EXERCISE —
Output the entries word for word. Omit images.

GIVEN RECORDS —
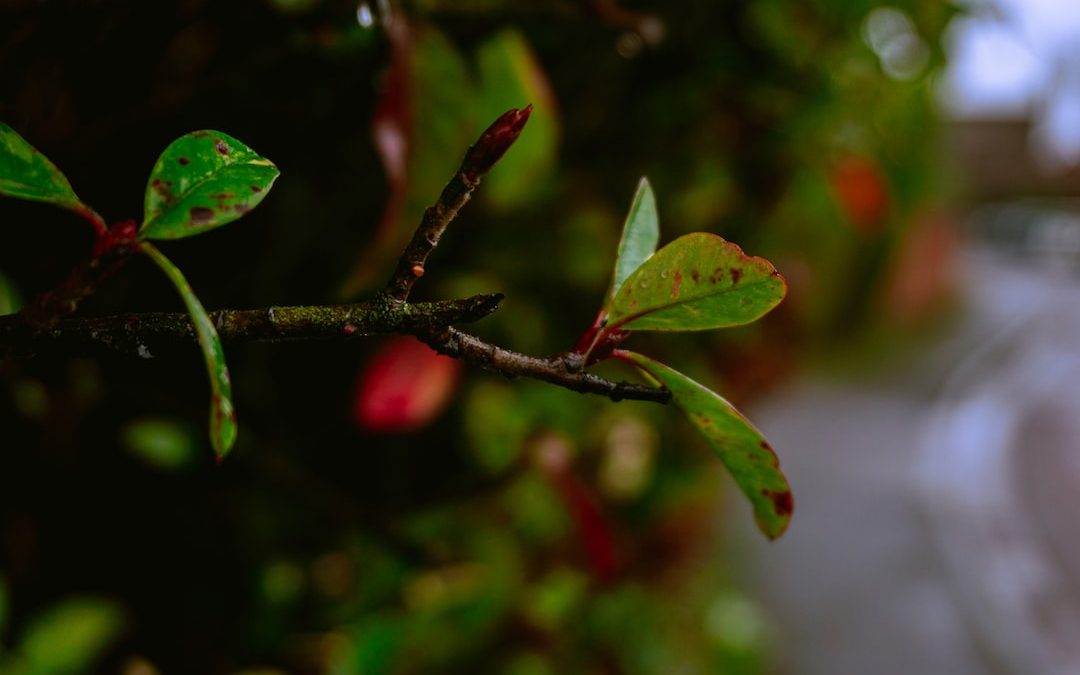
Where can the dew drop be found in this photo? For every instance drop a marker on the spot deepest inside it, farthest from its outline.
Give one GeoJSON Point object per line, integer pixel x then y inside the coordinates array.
{"type": "Point", "coordinates": [364, 15]}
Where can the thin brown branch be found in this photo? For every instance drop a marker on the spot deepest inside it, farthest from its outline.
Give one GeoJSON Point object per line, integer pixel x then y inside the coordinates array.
{"type": "Point", "coordinates": [144, 334]}
{"type": "Point", "coordinates": [478, 160]}
{"type": "Point", "coordinates": [564, 370]}
{"type": "Point", "coordinates": [45, 325]}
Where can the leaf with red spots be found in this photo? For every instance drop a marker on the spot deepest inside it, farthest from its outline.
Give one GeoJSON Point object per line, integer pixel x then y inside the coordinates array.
{"type": "Point", "coordinates": [639, 237]}
{"type": "Point", "coordinates": [405, 386]}
{"type": "Point", "coordinates": [25, 173]}
{"type": "Point", "coordinates": [700, 281]}
{"type": "Point", "coordinates": [223, 417]}
{"type": "Point", "coordinates": [201, 181]}
{"type": "Point", "coordinates": [742, 448]}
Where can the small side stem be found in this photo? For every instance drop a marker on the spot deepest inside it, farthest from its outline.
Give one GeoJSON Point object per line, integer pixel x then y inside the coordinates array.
{"type": "Point", "coordinates": [558, 369]}
{"type": "Point", "coordinates": [478, 160]}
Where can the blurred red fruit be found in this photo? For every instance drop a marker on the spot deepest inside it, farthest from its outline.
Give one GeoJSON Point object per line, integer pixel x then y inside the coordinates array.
{"type": "Point", "coordinates": [405, 387]}
{"type": "Point", "coordinates": [862, 190]}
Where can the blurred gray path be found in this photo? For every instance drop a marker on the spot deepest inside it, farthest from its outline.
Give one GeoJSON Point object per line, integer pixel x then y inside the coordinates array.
{"type": "Point", "coordinates": [936, 525]}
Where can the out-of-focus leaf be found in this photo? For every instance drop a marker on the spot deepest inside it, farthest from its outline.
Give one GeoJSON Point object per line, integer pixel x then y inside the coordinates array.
{"type": "Point", "coordinates": [742, 448]}
{"type": "Point", "coordinates": [10, 301]}
{"type": "Point", "coordinates": [223, 417]}
{"type": "Point", "coordinates": [640, 233]}
{"type": "Point", "coordinates": [553, 601]}
{"type": "Point", "coordinates": [70, 637]}
{"type": "Point", "coordinates": [161, 443]}
{"type": "Point", "coordinates": [203, 180]}
{"type": "Point", "coordinates": [25, 173]}
{"type": "Point", "coordinates": [404, 387]}
{"type": "Point", "coordinates": [496, 426]}
{"type": "Point", "coordinates": [699, 281]}
{"type": "Point", "coordinates": [511, 77]}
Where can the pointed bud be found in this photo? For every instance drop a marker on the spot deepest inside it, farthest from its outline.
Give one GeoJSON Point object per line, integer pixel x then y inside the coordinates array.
{"type": "Point", "coordinates": [494, 143]}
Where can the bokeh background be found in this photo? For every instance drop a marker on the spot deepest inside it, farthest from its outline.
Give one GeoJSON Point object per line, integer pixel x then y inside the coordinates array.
{"type": "Point", "coordinates": [912, 167]}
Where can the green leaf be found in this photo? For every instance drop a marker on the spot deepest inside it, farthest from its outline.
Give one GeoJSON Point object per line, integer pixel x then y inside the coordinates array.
{"type": "Point", "coordinates": [223, 417]}
{"type": "Point", "coordinates": [639, 237]}
{"type": "Point", "coordinates": [742, 448]}
{"type": "Point", "coordinates": [25, 173]}
{"type": "Point", "coordinates": [70, 637]}
{"type": "Point", "coordinates": [161, 443]}
{"type": "Point", "coordinates": [201, 181]}
{"type": "Point", "coordinates": [510, 76]}
{"type": "Point", "coordinates": [698, 282]}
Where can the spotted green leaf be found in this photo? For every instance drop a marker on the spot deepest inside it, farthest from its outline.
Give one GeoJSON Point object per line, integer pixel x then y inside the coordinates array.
{"type": "Point", "coordinates": [25, 173]}
{"type": "Point", "coordinates": [201, 181]}
{"type": "Point", "coordinates": [700, 281]}
{"type": "Point", "coordinates": [742, 448]}
{"type": "Point", "coordinates": [223, 417]}
{"type": "Point", "coordinates": [639, 237]}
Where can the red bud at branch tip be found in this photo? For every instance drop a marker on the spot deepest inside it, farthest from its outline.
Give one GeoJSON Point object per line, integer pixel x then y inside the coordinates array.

FINISHED TASK —
Where can the dew drop be found in this photo? For every instance drop a marker on the spot deepest inside it, farthest from its outline.
Give one GeoJSON Point object per line, integer pixel x then y inside the coordinates array.
{"type": "Point", "coordinates": [364, 15]}
Where can the thin brown branch be found in this photo? For every instance drop a marker on the spot deepest inside it, farthest from its outline.
Give one GeoJSON Point object per line, integer pixel x then y inside the coordinates array.
{"type": "Point", "coordinates": [144, 334]}
{"type": "Point", "coordinates": [478, 160]}
{"type": "Point", "coordinates": [564, 370]}
{"type": "Point", "coordinates": [45, 325]}
Where can the leaf with red spots be found in this photo? For every instance drop a marker on the spot deepest inside it, farthest from its outline.
Give one GeoJSON Point object per line, integer pixel x then y inside the coordinates array.
{"type": "Point", "coordinates": [639, 237]}
{"type": "Point", "coordinates": [405, 386]}
{"type": "Point", "coordinates": [25, 173]}
{"type": "Point", "coordinates": [700, 281]}
{"type": "Point", "coordinates": [223, 417]}
{"type": "Point", "coordinates": [201, 181]}
{"type": "Point", "coordinates": [742, 448]}
Where can the small side stem be found in this photo? For every instance drop a marker on the spot deepest inside it, farthest from its outline.
Give one GeoJSON Point object per line, integer pixel x then y inside the coordinates array.
{"type": "Point", "coordinates": [558, 369]}
{"type": "Point", "coordinates": [478, 160]}
Where can the blurred red fruit be found in this photo? For every instance drop a marker on the spot deepest inside it, farthest from its outline.
Give one GeoJSON Point object per line, integer pixel x then y inside the coordinates array.
{"type": "Point", "coordinates": [405, 387]}
{"type": "Point", "coordinates": [862, 190]}
Where can the blurred gray path be found in this photo? For every instance drop a marker on the spot deepest inside it, farthest from its outline.
Give one GeoJSON Point object per line, integer pixel x then y inside the coordinates array.
{"type": "Point", "coordinates": [936, 525]}
Where can the out-of-focus leaf be found in this photo? For every instance drop a marker on the spot deepest inside it, farthest from its outline.
Give one GeoJSON Point object per line, integer pixel x then y inside the coordinates array.
{"type": "Point", "coordinates": [742, 448]}
{"type": "Point", "coordinates": [10, 301]}
{"type": "Point", "coordinates": [223, 417]}
{"type": "Point", "coordinates": [640, 233]}
{"type": "Point", "coordinates": [553, 601]}
{"type": "Point", "coordinates": [70, 637]}
{"type": "Point", "coordinates": [161, 443]}
{"type": "Point", "coordinates": [203, 180]}
{"type": "Point", "coordinates": [25, 173]}
{"type": "Point", "coordinates": [404, 387]}
{"type": "Point", "coordinates": [496, 426]}
{"type": "Point", "coordinates": [699, 281]}
{"type": "Point", "coordinates": [511, 77]}
Where can the pointed bud be found in this photo? For every instance drop a marker on the spot deepest inside it, farthest from its outline.
Give one GeoJSON Point object per line, integer pixel x then y inside the coordinates array.
{"type": "Point", "coordinates": [494, 143]}
Where can the bokeh background be found in this photo? For every instance drop a marker on the spot deepest inside it, farthest from its outline.
Give one GeoJSON Point object per line, integer pixel x then y inside the coordinates array.
{"type": "Point", "coordinates": [912, 167]}
Where can the green leaf be found in this photo? For every instance drop a marker on the spot deepest inside it, farthest from its outline.
Give one GeoJSON Point object per line, integer pixel x then y inside the coordinates array.
{"type": "Point", "coordinates": [223, 417]}
{"type": "Point", "coordinates": [639, 237]}
{"type": "Point", "coordinates": [742, 448]}
{"type": "Point", "coordinates": [25, 173]}
{"type": "Point", "coordinates": [70, 637]}
{"type": "Point", "coordinates": [161, 443]}
{"type": "Point", "coordinates": [201, 181]}
{"type": "Point", "coordinates": [510, 76]}
{"type": "Point", "coordinates": [698, 282]}
Where can the spotted green leaf be found in this photo? For every instance drop a marker on the spot deepest inside it, farthest from its outline.
Give one GeoJSON Point object per line, integer pixel x then y inside the coordinates array.
{"type": "Point", "coordinates": [25, 173]}
{"type": "Point", "coordinates": [201, 181]}
{"type": "Point", "coordinates": [700, 281]}
{"type": "Point", "coordinates": [742, 448]}
{"type": "Point", "coordinates": [223, 417]}
{"type": "Point", "coordinates": [639, 237]}
Where can the red bud at branch tip be found in this photo? For every instance drop a marker on the spot deepest inside it, farthest from its outline.
Give one GeoJSON Point object per line, integer pixel x then y inside the coordinates array.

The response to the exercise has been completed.